[Pointing records for named objects]
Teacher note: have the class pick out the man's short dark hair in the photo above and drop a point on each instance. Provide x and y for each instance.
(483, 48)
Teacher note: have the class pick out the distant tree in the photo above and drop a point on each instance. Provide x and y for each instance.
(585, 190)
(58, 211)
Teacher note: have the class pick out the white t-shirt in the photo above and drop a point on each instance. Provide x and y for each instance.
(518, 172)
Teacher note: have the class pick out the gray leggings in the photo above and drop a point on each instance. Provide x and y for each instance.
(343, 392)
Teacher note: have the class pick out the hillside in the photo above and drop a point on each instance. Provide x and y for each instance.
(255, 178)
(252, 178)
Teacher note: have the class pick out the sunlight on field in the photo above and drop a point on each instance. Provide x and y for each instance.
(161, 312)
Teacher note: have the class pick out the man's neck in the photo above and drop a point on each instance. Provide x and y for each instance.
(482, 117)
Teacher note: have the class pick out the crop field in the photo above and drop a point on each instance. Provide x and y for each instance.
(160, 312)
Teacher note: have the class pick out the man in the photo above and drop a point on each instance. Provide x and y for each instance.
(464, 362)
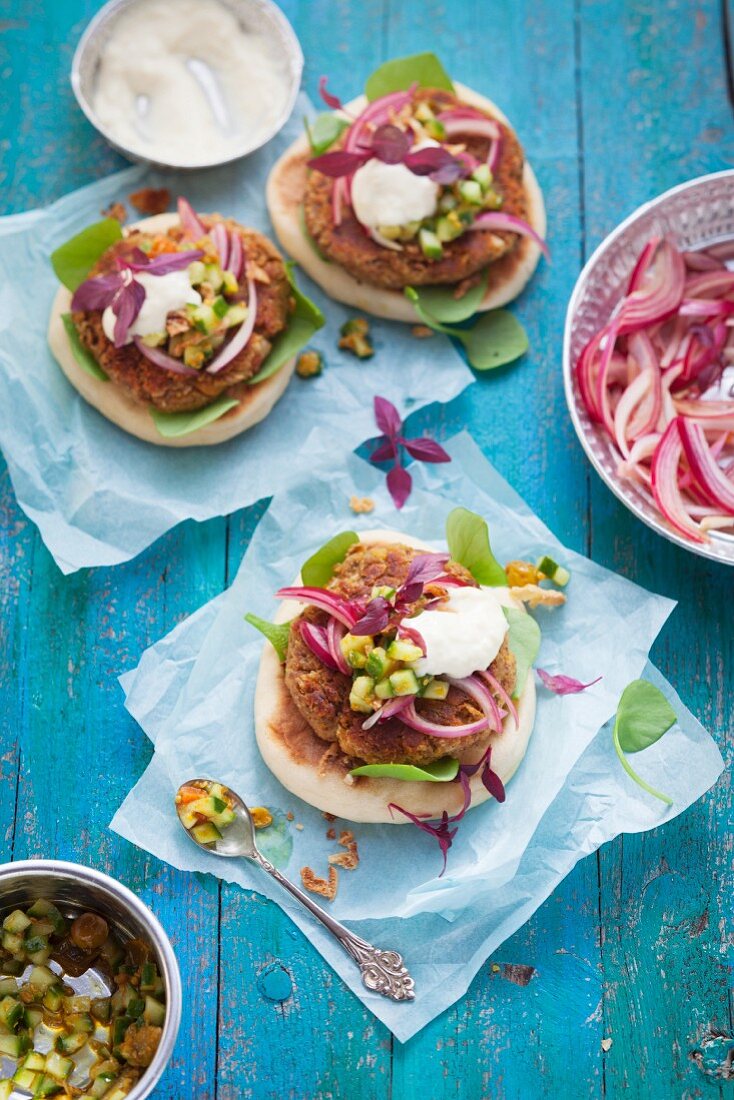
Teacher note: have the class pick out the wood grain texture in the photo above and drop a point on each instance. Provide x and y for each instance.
(613, 101)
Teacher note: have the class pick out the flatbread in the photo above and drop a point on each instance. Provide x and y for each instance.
(307, 767)
(114, 403)
(285, 191)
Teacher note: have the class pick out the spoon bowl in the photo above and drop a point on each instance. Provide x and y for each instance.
(227, 829)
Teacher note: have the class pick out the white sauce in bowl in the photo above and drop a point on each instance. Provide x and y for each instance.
(462, 635)
(183, 83)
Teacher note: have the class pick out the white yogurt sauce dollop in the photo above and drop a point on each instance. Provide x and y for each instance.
(163, 294)
(392, 195)
(183, 81)
(462, 635)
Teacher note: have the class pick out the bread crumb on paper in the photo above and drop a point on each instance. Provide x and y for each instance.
(350, 858)
(320, 887)
(151, 200)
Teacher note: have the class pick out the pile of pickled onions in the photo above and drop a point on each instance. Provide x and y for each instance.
(659, 380)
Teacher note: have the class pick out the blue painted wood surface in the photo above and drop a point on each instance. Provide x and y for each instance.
(614, 101)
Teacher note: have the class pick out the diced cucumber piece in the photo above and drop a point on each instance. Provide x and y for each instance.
(384, 690)
(155, 1013)
(12, 1012)
(229, 283)
(33, 1018)
(378, 663)
(154, 339)
(149, 972)
(205, 319)
(206, 833)
(17, 921)
(197, 272)
(58, 1067)
(35, 944)
(12, 943)
(555, 572)
(471, 191)
(13, 1046)
(35, 1062)
(482, 175)
(449, 228)
(405, 682)
(362, 693)
(101, 1009)
(406, 651)
(47, 1087)
(435, 689)
(236, 315)
(429, 244)
(42, 978)
(69, 1044)
(26, 1079)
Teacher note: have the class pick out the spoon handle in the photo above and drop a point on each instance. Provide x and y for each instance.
(382, 971)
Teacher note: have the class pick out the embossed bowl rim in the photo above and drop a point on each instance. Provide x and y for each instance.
(721, 547)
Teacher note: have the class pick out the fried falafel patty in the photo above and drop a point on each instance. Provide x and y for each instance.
(321, 694)
(349, 244)
(176, 393)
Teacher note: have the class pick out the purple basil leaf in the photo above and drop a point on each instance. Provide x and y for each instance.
(426, 450)
(384, 452)
(400, 484)
(374, 619)
(97, 293)
(330, 100)
(339, 164)
(450, 172)
(126, 307)
(563, 685)
(387, 417)
(390, 144)
(493, 783)
(167, 262)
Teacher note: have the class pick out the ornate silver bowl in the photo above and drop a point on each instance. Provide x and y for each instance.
(694, 215)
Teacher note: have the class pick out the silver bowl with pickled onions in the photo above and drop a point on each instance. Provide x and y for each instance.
(648, 364)
(89, 987)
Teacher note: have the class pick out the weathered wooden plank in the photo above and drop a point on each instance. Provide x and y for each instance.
(666, 897)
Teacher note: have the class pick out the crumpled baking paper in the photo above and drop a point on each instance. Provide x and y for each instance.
(192, 693)
(100, 496)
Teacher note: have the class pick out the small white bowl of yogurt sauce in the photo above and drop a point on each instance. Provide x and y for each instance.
(187, 84)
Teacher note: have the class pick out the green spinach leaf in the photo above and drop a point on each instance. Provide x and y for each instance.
(524, 642)
(441, 771)
(495, 339)
(324, 131)
(440, 304)
(173, 425)
(276, 633)
(468, 538)
(306, 319)
(81, 354)
(74, 260)
(643, 716)
(318, 570)
(397, 75)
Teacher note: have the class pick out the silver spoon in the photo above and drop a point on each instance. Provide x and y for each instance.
(382, 971)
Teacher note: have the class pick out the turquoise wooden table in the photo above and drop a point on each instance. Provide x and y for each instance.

[Problem requirements]
Copy out, word for word, the lines of the listing from the one containing "Teacher note: have the class pick out the small" through the end of the listing, with both ends included.

[Answer]
Teacher note: have the class pick out the small white bowl of yogurt sauce in the photo above and drop a point on each instance. Provide x and y for each instance.
(187, 84)
Teacher note: have the class pick out the green spinach leaf in the photo above and drop a point on each instance. Provide x and y for each instance.
(524, 642)
(441, 771)
(495, 339)
(324, 131)
(440, 304)
(173, 425)
(276, 633)
(468, 538)
(306, 319)
(81, 354)
(74, 260)
(643, 716)
(318, 570)
(397, 75)
Teacher note: have the class pick out the silver spoon in the photo above and drop a point on each instance. Provide x and y for each instance.
(382, 971)
Teacher note: have the class pick out the turquoise wooden table in the photo above and drop a point on each instance. Provide x and y for each instance.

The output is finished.